- TASKS TO CARRY OUT:
1: In Fr. Rick's pastoral messages, where will the Knights meet on Sunday, July 31st?
2: Write the next part of Fr. Rick's pastoral messages, picking up after the item about the library.

- PAGE TEXT:
───
Pastoral Messages from Fr. Rick 7-24-22

Hospitality:  Remember that we are a ‘Hospitality Parish’ with a major outreach to our many visitors. Please sign up to help host our Sunday morning Coffee and Muffin gathering. Sign up list is in the gathering space.

Knights Roundtable Meeting: Sunday, July 31st the Knights will meet in the library following Mass.  We start with the Rosary, followed by business.  Any men at St. Christopher interested in discovering Knight’s activities, grab a cup of coffee and a snack and join us.  Meetings are less formal than the Knights Council meetings.  Noel Poe, Roundtable Coordinator

St. Christopher’s Library: Come on in and browse during our social hour after the Sunday Mass.   Books are organized by category, plainly marked on the shelves. If your knowledge of an aspect of our faith is weak, we have books for just about every concept, including those that explain all the tenets under “Basic Catholicism”. So please check it out! No library card needed!
───
- MATERIAL SHOWN:
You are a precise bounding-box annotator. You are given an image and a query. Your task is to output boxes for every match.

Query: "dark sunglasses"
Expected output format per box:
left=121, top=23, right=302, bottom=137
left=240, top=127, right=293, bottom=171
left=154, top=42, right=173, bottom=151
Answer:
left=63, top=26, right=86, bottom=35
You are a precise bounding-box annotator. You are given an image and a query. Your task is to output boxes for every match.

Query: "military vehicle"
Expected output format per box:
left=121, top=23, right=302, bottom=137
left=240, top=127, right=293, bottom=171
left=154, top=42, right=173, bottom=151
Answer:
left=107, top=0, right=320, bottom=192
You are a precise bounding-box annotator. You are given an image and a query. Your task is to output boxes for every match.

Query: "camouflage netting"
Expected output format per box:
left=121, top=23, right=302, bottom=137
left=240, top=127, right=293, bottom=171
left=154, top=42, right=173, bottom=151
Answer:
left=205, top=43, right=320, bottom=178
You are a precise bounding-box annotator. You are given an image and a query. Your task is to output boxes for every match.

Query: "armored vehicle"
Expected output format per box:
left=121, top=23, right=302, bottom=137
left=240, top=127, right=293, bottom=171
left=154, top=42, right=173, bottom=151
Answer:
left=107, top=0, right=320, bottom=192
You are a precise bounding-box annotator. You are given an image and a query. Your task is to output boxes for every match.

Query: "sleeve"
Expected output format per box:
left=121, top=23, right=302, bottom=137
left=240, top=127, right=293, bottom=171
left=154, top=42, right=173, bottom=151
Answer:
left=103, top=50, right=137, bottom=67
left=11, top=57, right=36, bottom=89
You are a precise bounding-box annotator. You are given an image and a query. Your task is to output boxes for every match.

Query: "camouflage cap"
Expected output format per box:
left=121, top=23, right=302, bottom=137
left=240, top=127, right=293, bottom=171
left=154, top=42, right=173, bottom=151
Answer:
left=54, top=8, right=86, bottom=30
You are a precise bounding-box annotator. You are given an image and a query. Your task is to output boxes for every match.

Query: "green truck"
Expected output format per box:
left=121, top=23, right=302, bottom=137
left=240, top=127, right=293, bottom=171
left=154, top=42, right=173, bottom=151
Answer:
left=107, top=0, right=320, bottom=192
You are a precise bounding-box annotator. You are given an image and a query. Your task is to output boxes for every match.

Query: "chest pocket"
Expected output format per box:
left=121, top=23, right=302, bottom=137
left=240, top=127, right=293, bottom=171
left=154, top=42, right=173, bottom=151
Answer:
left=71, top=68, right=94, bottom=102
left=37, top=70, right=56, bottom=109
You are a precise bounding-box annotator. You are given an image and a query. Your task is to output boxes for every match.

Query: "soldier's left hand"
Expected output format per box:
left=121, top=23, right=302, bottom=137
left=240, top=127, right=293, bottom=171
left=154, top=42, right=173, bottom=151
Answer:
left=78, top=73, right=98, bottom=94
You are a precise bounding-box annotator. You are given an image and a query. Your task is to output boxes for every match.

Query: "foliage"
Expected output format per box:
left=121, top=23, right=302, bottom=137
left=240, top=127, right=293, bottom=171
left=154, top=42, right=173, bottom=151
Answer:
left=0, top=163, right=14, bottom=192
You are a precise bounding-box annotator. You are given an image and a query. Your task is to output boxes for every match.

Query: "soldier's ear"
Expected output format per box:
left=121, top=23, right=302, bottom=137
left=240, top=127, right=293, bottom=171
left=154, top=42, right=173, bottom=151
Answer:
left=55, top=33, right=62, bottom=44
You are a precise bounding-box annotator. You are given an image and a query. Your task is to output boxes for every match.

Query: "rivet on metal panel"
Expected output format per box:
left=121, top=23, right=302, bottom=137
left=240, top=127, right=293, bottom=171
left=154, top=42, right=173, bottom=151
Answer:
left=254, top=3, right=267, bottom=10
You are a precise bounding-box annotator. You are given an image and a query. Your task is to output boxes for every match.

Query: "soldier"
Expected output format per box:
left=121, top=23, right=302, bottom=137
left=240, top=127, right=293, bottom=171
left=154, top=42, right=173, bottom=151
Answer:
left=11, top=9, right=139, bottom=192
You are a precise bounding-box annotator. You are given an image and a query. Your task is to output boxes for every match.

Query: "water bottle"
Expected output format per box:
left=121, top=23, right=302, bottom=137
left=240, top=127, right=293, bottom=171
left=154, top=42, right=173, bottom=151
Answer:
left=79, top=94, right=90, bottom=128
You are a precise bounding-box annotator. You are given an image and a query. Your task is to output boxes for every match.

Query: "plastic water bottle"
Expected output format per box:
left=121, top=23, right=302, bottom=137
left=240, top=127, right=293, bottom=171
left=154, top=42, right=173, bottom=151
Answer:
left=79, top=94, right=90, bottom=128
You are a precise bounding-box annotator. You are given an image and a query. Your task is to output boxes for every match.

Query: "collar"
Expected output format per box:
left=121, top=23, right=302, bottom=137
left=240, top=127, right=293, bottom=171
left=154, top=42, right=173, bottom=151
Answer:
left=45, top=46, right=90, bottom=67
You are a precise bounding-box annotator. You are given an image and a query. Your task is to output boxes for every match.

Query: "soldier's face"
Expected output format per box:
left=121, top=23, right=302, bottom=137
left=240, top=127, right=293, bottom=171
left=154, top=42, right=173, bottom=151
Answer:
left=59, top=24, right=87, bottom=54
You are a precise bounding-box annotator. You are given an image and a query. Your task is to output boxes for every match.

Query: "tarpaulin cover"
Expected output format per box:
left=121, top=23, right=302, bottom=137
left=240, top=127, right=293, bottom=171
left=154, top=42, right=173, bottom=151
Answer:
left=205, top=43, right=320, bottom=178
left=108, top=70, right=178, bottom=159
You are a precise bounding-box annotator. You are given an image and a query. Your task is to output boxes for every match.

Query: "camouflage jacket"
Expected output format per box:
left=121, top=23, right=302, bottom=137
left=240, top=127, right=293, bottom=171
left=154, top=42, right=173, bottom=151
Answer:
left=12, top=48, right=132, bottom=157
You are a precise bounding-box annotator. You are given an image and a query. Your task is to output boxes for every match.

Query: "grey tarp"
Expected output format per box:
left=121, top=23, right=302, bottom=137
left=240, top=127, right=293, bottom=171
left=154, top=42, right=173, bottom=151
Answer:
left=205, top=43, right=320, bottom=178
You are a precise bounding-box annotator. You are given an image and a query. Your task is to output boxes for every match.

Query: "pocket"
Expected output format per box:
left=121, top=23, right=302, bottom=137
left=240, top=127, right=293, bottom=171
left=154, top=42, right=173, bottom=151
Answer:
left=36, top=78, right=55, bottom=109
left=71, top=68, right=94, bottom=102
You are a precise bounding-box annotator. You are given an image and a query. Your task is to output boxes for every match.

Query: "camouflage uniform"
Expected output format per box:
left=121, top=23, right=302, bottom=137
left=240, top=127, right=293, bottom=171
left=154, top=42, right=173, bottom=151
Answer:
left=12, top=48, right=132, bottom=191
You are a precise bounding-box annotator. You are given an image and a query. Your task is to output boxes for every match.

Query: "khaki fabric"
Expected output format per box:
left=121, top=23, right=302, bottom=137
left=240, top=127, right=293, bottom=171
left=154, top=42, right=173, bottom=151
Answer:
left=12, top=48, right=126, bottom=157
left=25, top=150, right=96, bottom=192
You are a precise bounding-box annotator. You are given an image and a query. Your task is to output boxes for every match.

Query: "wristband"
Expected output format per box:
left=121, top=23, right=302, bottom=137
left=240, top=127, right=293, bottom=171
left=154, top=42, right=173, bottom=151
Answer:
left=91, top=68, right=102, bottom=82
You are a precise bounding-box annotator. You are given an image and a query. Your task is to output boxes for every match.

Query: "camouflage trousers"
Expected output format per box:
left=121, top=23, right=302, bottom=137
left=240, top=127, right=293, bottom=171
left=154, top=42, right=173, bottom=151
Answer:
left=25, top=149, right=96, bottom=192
───
- ANSWERS TO THE EXERCISES:
1: In the library, following Mass.

2:
“Do not let a day go by without some spiritual reading.”- St. John Bosco   

Encountering Jesus – We are once again offering the web-based Catechist preparation course, ‘Echoes of Faith: Emmaus Journey’.  This is an excellent way to deepen our understanding of the basic tenants of our faith, but also learn how to evangelize on a more personal level.  When did you sit at the feet of Jesus?  When did you actually encounter the Resurrected Christ and how has the Holy Spirit guided you through the various stages of your life For more info, see Fr. Rick.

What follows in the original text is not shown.